**Problem**
Give back every record below precisely as written.

**Supplied data**
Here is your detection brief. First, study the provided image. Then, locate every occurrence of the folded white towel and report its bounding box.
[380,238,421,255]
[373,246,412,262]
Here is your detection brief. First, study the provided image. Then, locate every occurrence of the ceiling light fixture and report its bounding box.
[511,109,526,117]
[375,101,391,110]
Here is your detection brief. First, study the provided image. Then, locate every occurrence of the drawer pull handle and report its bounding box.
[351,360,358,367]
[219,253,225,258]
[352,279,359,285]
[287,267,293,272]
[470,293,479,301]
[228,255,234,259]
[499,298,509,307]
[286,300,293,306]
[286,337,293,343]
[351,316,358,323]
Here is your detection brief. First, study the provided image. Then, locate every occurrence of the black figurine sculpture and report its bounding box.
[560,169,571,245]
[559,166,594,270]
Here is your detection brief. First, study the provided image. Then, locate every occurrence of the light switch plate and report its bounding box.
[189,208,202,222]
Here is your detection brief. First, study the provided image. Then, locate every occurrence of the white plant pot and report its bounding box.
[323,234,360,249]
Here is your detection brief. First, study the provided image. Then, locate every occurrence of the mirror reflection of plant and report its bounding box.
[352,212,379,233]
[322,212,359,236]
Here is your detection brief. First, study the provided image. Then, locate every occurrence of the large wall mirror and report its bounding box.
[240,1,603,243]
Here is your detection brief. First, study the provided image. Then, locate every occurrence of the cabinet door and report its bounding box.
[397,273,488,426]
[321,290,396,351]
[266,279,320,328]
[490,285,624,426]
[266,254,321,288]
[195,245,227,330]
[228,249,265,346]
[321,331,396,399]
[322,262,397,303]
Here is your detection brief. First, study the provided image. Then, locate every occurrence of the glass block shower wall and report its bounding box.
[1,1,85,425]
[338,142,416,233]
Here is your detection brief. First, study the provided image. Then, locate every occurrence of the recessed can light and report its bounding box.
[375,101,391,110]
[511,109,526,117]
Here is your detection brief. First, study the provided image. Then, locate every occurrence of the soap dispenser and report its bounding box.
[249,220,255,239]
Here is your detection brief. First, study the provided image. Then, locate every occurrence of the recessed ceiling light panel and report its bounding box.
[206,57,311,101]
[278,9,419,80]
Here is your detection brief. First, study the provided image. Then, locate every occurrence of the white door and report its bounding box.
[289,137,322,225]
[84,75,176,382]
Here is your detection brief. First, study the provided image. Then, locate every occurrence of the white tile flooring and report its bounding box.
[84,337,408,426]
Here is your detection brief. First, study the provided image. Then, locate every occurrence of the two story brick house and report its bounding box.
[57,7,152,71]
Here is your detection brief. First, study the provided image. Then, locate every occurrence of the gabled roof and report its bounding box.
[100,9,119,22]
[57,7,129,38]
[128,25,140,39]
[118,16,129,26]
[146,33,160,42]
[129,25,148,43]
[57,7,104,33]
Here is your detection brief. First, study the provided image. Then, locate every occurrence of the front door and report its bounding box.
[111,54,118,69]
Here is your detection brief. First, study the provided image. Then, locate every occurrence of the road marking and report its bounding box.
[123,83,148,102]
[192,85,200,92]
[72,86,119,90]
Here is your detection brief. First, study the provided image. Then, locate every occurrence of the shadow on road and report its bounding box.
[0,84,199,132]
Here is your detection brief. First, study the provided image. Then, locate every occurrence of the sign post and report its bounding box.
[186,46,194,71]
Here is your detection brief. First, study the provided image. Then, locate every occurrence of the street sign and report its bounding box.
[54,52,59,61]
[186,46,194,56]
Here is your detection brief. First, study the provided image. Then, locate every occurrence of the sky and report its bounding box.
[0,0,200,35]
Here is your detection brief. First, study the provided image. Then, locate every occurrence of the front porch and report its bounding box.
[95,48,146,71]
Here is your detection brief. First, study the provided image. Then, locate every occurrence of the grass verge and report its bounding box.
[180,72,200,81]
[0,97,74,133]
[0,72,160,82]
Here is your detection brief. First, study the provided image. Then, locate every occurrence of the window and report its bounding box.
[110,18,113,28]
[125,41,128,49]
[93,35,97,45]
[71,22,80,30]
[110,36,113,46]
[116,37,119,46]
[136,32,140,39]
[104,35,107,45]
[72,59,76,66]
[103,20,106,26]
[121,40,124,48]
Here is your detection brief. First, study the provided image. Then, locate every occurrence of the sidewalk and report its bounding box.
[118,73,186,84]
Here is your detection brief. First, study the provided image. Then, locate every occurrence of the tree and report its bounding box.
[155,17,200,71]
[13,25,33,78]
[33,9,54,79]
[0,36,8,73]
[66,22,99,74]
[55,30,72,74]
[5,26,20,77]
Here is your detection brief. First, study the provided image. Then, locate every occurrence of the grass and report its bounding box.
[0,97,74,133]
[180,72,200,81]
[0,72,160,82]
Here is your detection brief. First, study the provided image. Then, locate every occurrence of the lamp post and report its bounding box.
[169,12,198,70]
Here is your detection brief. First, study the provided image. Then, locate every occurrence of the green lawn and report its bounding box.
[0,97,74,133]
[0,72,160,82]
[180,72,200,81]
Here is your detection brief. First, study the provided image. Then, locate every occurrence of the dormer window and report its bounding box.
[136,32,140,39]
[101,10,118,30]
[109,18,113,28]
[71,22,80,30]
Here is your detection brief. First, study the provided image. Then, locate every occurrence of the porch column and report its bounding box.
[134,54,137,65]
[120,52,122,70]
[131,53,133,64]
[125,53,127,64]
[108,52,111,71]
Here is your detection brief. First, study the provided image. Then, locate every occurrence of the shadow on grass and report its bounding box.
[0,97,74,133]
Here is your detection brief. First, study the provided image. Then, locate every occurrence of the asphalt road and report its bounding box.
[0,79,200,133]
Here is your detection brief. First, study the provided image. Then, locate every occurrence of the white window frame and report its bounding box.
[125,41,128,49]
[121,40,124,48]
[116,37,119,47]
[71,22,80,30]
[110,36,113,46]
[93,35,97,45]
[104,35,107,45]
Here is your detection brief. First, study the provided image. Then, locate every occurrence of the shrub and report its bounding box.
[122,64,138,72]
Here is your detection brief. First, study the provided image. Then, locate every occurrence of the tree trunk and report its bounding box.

**Task output**
Here is your detection brief. First, study the provided image. Then, locate every occurrence of the folded white towel and report its bounding box.
[380,238,421,255]
[373,246,412,262]
Here is your detection brief. First, study the provided image. Then, locate every occurrence of the ceiling light fixture and report its bounding box.
[511,109,526,117]
[375,101,391,110]
Here is your detection brief. First, study the provided image. Then, locate every occurrence of the drawer pull handle and report its bounding box.
[351,360,358,367]
[219,253,225,258]
[352,279,359,285]
[287,267,293,272]
[470,293,479,301]
[228,255,234,259]
[499,298,509,307]
[286,300,293,306]
[286,337,293,343]
[351,316,358,323]
Here is your detection brief. First, study the provided image. Then, locate every occurrence of the black figurine sculpture and report its bounding box.
[560,169,571,245]
[559,166,594,270]
Here is your detection brief. First, study the provided image. Then, locate every occurrence of the light switch plate and report its bounding box.
[189,208,202,222]
Here is your detection brief. First, study the provided image. Then, locate every occurrence of the white plant pot and report its bounding box.
[323,234,360,249]
Here is your detection brief. First, study the provided image. Then, locate every occurrence of the mirror reflection of plant and report its bounding box.
[352,212,379,233]
[322,212,359,236]
Here is your detection brief. First, study the provided image. Then, locate every occurrence of the large wall mirror and report its bounding box.
[240,1,603,243]
Here is your detection brief. First, study the provided image. Then, locate every occurrence of the cabinet door and report its bounding box.
[397,273,488,426]
[321,290,396,351]
[266,279,320,328]
[490,285,624,426]
[266,254,321,288]
[195,245,227,330]
[228,249,265,346]
[321,331,396,399]
[322,262,397,303]
Here is your detection brief. First, study the provided image. Then, locate every occurrence of the glass block shower wall and report its bounding box.
[1,1,85,425]
[338,142,416,233]
Here is your detection brief. First, study the provided image. Then, locate every occurrence of the recessed can light and report its bounding box.
[375,101,391,110]
[511,109,526,117]
Here is your detection brief. First, study the provided image. Then, locate every occurrence of the soap dispenser and report its bounding box.
[249,220,255,239]
Here is your detection brief. First, study the provided image. Then, locate every occurrence of the recessed ceiling light panel and report its bounding box.
[206,57,311,101]
[278,9,419,80]
Here is your detection brief. First, study the provided image. Then, locate every occurrence of the white door and report its bounding box.
[289,137,322,225]
[84,75,176,382]
Here is your detection brief. First, study the provided image. Then, locate every occurrence of the white tile flooring and report its bounding box.
[84,337,408,426]
Here is your detection brief. First, study the provided image. Then, locate every occurrence of the two story brick house and report its bounding box.
[57,7,152,71]
Here is your detection brief. First, study the provided image. Then, locate every occurrence of the gabled roof and report its bounding box.
[100,9,119,22]
[57,7,129,38]
[128,25,140,39]
[118,16,129,26]
[146,33,160,42]
[129,25,148,43]
[57,7,104,33]
Here is your detection brief. First, study the provided image. Then, locate every occurrence of the front door and report its bounding box.
[111,54,118,69]
Here is your detection brief. First, study the provided image. Then, locate every occurrence of the road marking and report its bounding box.
[123,83,148,102]
[192,85,200,92]
[72,86,119,90]
Here is your detection brief. First, study the provided image. Then, locate every occurrence of the shadow on road and report its bounding box.
[0,84,199,132]
Here is your detection brief. First, study the provided image. Then, locate every occurrence of the sign post and report its bounding box.
[186,46,194,71]
Here is your detection brief. First, study the provided image. Then, locate every occurrence of the street sign and report its bounding box.
[54,52,59,61]
[186,46,194,56]
Here is your detection brief. First, study the provided image. Then, locate every occurrence of the sky and report its bounding box.
[0,0,200,35]
Here is your detection brief. First, study the provided image. Then, locate every occurrence of the front porch and report its bounding box.
[95,48,146,71]
Here is your detection brief. First, study the provided image. Then, locate every occurrence of the grass verge and report its bounding box.
[180,72,200,81]
[0,97,74,133]
[0,72,160,82]
Here is your detection brief. First, study the provided image. Then, locate every occurrence of the window and report its bounding box.
[110,18,113,28]
[125,41,128,49]
[93,35,97,45]
[71,22,80,30]
[110,36,113,46]
[116,37,119,46]
[136,32,140,39]
[104,35,107,45]
[72,59,76,66]
[103,20,106,26]
[121,40,124,48]
Here is your detection brief. First, study the provided image. Then, locate every occurrence of the sidewalk and report its bounding box.
[118,73,186,84]
Here is your detection brief. First, study the provided image. Then, locate every occurrence of the tree and report its bounding box.
[155,17,200,71]
[13,25,33,78]
[33,9,54,79]
[0,36,8,73]
[66,22,99,74]
[55,30,72,74]
[5,26,20,77]
Here is your detection brief. First, study the provided image. Then, locate every occurrence of the grass and report its bounding box.
[0,97,74,133]
[180,72,200,81]
[0,72,160,82]
Here is your detection brief. First, study the provided image. Then, locate every occurrence of the lamp post and report its bounding box.
[169,12,198,70]
Here is your detection brief. First, study the provided image. Then, locate every occurrence of the green lawn and report its bounding box.
[0,97,74,133]
[0,72,160,82]
[180,72,200,81]
Here is your detection brief. First, study the provided image. Then, locate every occurrence of the dormer window and report its bounding box.
[136,32,140,39]
[101,10,118,30]
[109,18,113,28]
[71,22,80,30]
Here is your detection brief. First, study the provided image. Then, locate every occurrence of the porch column and report its bounding box.
[134,54,137,65]
[120,52,122,70]
[131,53,133,64]
[125,53,127,64]
[108,52,111,71]
Here is your detection brief. First, study the provided image. Then, locate every occurrence of the shadow on grass and report its bounding box.
[0,97,74,133]
Here is your detection brief. First, study the provided image. Then, locate every occurrence of the asphalt road and report its bounding box.
[0,79,200,133]
Here is your detection brief. First, study the provided image. Then, locate every occurrence of the white window frame and report its bounding box.
[125,41,128,49]
[121,40,124,48]
[116,37,119,47]
[71,22,80,30]
[110,36,113,46]
[93,35,97,45]
[104,35,107,45]
Here is your detection brief. First, study the provided image. Then, locate every occurrence of the shrub and report its bounding box.
[122,64,138,72]
Here is your detection brief. First, study the provided image. Then, locate every occurrence of the tree trunk and report its bounding box.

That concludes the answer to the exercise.